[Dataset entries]
※ ※ ※

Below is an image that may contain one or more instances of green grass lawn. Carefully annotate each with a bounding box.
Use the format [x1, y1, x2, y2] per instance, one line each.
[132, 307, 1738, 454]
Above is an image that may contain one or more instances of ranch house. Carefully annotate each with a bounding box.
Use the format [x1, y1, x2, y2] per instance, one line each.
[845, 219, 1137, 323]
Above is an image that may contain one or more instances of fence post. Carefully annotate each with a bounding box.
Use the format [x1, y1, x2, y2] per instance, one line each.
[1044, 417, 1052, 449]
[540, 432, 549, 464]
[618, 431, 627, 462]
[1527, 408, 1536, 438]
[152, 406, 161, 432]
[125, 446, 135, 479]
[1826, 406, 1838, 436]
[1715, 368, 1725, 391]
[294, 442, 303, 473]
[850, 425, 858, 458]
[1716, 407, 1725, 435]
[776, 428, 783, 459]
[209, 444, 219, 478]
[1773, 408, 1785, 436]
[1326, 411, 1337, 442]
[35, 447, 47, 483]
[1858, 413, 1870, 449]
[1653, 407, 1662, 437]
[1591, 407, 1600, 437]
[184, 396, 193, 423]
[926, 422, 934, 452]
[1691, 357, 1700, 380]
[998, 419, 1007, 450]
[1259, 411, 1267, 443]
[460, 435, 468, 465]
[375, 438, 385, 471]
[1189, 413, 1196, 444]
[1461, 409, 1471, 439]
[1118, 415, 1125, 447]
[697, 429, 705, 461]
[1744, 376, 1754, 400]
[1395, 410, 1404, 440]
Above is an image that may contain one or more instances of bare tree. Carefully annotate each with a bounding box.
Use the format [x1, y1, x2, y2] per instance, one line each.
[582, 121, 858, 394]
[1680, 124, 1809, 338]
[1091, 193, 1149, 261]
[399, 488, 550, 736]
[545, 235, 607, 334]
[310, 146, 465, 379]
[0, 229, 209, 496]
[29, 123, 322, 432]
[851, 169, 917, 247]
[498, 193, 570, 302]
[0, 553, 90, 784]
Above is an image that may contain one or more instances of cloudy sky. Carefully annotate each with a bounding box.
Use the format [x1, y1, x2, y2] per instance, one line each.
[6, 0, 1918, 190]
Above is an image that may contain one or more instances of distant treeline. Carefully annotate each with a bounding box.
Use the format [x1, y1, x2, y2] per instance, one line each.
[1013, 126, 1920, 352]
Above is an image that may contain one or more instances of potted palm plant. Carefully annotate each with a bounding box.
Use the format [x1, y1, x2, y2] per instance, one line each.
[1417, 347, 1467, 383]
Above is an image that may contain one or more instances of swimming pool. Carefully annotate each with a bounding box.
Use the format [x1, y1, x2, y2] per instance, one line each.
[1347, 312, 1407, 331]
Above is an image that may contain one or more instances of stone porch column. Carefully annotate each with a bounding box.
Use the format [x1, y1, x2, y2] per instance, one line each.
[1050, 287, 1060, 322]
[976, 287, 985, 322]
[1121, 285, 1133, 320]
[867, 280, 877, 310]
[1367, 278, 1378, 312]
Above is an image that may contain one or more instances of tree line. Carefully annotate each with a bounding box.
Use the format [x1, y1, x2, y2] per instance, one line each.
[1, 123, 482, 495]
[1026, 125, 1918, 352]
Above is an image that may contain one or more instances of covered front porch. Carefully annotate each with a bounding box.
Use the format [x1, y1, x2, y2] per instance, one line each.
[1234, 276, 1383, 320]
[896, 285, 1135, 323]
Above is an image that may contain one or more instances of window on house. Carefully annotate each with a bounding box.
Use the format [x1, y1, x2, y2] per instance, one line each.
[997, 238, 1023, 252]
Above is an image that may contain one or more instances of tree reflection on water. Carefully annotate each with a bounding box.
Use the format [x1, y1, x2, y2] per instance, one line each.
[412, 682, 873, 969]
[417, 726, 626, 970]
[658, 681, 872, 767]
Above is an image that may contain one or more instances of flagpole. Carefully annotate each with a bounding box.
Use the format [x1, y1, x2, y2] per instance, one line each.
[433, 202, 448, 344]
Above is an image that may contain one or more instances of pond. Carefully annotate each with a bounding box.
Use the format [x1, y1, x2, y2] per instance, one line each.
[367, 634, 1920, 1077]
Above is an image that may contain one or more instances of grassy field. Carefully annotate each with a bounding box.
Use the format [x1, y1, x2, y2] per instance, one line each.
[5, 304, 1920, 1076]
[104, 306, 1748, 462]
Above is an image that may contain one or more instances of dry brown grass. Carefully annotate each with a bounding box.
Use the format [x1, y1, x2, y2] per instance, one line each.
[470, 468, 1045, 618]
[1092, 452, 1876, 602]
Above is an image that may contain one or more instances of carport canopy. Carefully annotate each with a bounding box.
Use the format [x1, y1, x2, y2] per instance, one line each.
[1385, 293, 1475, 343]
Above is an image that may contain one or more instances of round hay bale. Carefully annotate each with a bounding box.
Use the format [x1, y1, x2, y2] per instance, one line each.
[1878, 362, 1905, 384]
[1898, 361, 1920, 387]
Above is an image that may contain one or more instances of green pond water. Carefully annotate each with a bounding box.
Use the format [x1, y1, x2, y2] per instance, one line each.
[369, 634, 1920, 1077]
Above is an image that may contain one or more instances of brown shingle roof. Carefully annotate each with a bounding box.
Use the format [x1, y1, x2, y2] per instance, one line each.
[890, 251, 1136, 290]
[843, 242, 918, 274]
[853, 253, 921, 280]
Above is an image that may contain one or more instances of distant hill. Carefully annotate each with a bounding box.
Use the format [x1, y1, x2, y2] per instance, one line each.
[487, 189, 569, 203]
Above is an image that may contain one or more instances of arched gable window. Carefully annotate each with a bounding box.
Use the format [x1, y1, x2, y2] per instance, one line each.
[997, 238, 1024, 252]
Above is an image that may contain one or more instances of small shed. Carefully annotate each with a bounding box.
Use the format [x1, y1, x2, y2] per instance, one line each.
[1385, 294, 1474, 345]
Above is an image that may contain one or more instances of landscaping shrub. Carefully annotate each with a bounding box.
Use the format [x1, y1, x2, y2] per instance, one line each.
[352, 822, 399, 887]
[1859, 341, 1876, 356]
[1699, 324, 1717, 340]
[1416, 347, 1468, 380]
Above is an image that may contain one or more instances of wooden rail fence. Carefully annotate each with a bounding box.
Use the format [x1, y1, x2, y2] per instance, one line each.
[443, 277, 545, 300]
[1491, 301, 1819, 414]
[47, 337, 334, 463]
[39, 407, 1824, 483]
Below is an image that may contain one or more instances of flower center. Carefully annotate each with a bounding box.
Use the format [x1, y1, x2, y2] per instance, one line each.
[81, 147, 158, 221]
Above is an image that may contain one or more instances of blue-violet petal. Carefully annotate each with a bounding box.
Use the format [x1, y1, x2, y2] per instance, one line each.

※ ※ ※

> _Work item_: Nothing may be omitted or altered; reproduce all of the entries.

> _Exercise answer_:
Below is an image that may contain one or more instances of green grass lawn. Carefully annotate each with a bounding box.
Use the format [x1, y1, x2, y2] per instance, one line each.
[132, 307, 1738, 454]
Above is an image that may contain one or more instances of ranch house. Carefully annotate each with a bounding box.
Use the format [x1, y1, x2, y2] per instance, one line each.
[845, 219, 1137, 323]
Above is an image that may contain one or more instances of fence post. Carefully annotate each with a bounding box.
Use the format [x1, y1, x2, y2] per instance, one line each.
[1044, 417, 1052, 449]
[540, 432, 549, 464]
[618, 431, 627, 462]
[1527, 408, 1536, 438]
[152, 406, 161, 432]
[125, 446, 135, 479]
[1826, 406, 1838, 436]
[1715, 368, 1725, 391]
[294, 442, 303, 473]
[850, 425, 858, 458]
[1716, 407, 1725, 435]
[776, 428, 783, 459]
[209, 444, 219, 478]
[1773, 408, 1785, 436]
[1326, 411, 1337, 442]
[35, 447, 47, 483]
[1858, 413, 1870, 449]
[1653, 407, 1662, 437]
[1591, 407, 1600, 437]
[184, 396, 193, 423]
[926, 422, 934, 452]
[1691, 357, 1700, 380]
[998, 419, 1007, 450]
[1259, 411, 1267, 443]
[460, 435, 468, 465]
[375, 438, 385, 471]
[1189, 413, 1196, 444]
[1461, 409, 1471, 439]
[1118, 415, 1125, 447]
[697, 429, 705, 461]
[1744, 376, 1754, 400]
[1395, 410, 1404, 440]
Above is an image that may contain one or more instances of bare tree. Carefully annotate each with a bounding box.
Use the format [x1, y1, x2, y2] per instance, one line each.
[582, 121, 858, 394]
[1680, 124, 1809, 338]
[1091, 193, 1149, 261]
[399, 488, 550, 736]
[545, 235, 607, 334]
[310, 146, 465, 379]
[0, 229, 209, 496]
[29, 123, 322, 432]
[851, 169, 917, 247]
[498, 193, 570, 302]
[0, 553, 90, 784]
Above is an image that may contain one or more instances of cloudy sky. Carefully annotate each with a bounding box.
Use the format [x1, y1, x2, y2] per instance, one line each.
[6, 0, 1918, 190]
Above is an image that may contain one or more instances of distant treeline. Carefully annotate each with a bounding box.
Use the format [x1, y1, x2, y2] per instance, one line each.
[1013, 126, 1920, 352]
Above is an image that may contain one or more instances of potted palm plant. Carefully annotate each with a bounding box.
Use the format [x1, y1, x2, y2] per instance, one line each.
[1417, 347, 1467, 383]
Above is an image that may contain one or more instances of swimming pool. Carefully annotate each with a bounding box.
Use the format [x1, y1, x2, y2] per instance, one line each.
[1347, 312, 1407, 331]
Above is an image that may contain one or more instances of stone porch column. Carefully annotate each with a bounding box.
Use the format [x1, y1, x2, y2] per instance, one line each.
[1050, 287, 1060, 322]
[976, 287, 985, 322]
[1121, 285, 1133, 320]
[867, 280, 877, 310]
[1367, 278, 1378, 312]
Above is an image that may contain one or more instances of tree line. Carefully annotate each with a bounding box.
Use the format [x1, y1, x2, y2] per instance, one line each.
[1, 123, 482, 495]
[1026, 125, 1918, 352]
Above is an image that may contain one or more instances of covered front porch. Carefully annotate each with a bounding box.
Use the format [x1, y1, x2, y2] per instance, one line each.
[1234, 276, 1383, 320]
[896, 285, 1135, 323]
Above is an image that may contain one or more instances of window on house. Carefully annotate each with a bounding box.
Use the format [x1, y1, x2, y2] per instance, one line each.
[997, 238, 1023, 252]
Above is an image that may contain one or more instances of tree reflection on water. Carefully annotate each with a bounding box.
Use the format [x1, y1, x2, y2] per instance, one line each.
[412, 682, 873, 969]
[417, 726, 626, 970]
[658, 681, 872, 767]
Above is an image that may contain one or more instances of flagpole. Carefully annotate each with a bounding box.
Use the format [x1, y1, x2, y2] per instance, one line each.
[433, 202, 448, 344]
Above is an image that may contain one or more instances of pond. Carefully annotate each with a bounding box.
Use the format [x1, y1, x2, y2] per instance, one line each.
[367, 634, 1920, 1077]
Above is an image that may contain one or more instances of grassy field. Carefully annotate each with a bounding box.
Use the format [x1, y1, x2, y2] per instance, one line each.
[5, 304, 1920, 1076]
[104, 306, 1748, 462]
Above is an image that may contain one or more instances of dry brown grass. Carefully annotate each with a bounding box.
Use the format [x1, y1, x2, y2] per instance, one line each.
[470, 468, 1045, 618]
[1092, 452, 1876, 602]
Above is an image that may contain one or more instances of carport canopy. Carefully annotate each with a bounding box.
Use the format [x1, y1, x2, y2] per instance, one line each.
[1385, 293, 1475, 343]
Above is an image that may contain one or more instances of round hay bale. Carefully annotate each with a bounding box.
Use the format [x1, y1, x2, y2] per instance, one line each.
[1878, 362, 1905, 384]
[1898, 361, 1920, 387]
Above is an image that may contain one or more instances of green pond water. Carefully annotate each with a bounding box.
Use the format [x1, y1, x2, y2] per instance, one line each.
[369, 634, 1920, 1077]
Above is an image that may contain one or more instances of brown shingle roof. Carefully annotate each with a bounding box.
Use the format [x1, y1, x2, y2] per instance, one line each.
[890, 251, 1136, 290]
[843, 242, 918, 274]
[853, 253, 921, 280]
Above is an image that may contain one or more instances of distant hill. Carefully annotate each with a bounding box.
Use the format [x1, y1, x2, y2] per instance, one line each.
[487, 189, 569, 203]
Above is an image that may contain one or more instances of arched gable window. Carefully annotate each with a bounding box.
Use the format [x1, y1, x2, y2] per instance, one line each.
[997, 238, 1024, 252]
Above is an image that may contain one or more instances of small shed. Carefully annotate each with a bounding box.
Use the format [x1, y1, x2, y2] per instance, one line each.
[1385, 294, 1474, 345]
Above is an image that may contain one or more instances of landscaping shrub. Carefully annotate each with a bounding box.
Use the format [x1, y1, x2, y2] per instance, one line each.
[352, 822, 399, 887]
[1859, 341, 1876, 356]
[1699, 324, 1717, 340]
[1416, 347, 1468, 380]
Above is an image that may contain one or more instances of wooden rail fence. Carefully annotate each with a bounding box.
Use the format [x1, y1, x2, y2] per instance, one line each.
[443, 277, 545, 300]
[1491, 301, 1819, 414]
[47, 337, 334, 463]
[39, 407, 1824, 483]
Below is an image that may contain one or more instances of flower center. Carefully annotate each with a bounding box.
Use the format [x1, y1, x2, y2] per instance, one line each.
[81, 147, 158, 221]
Above is an image that may contain one or more instances of blue-violet petal. Carefully annotate each with a bounding box.
Use the format [x1, y1, x2, y2] per instance, one line each.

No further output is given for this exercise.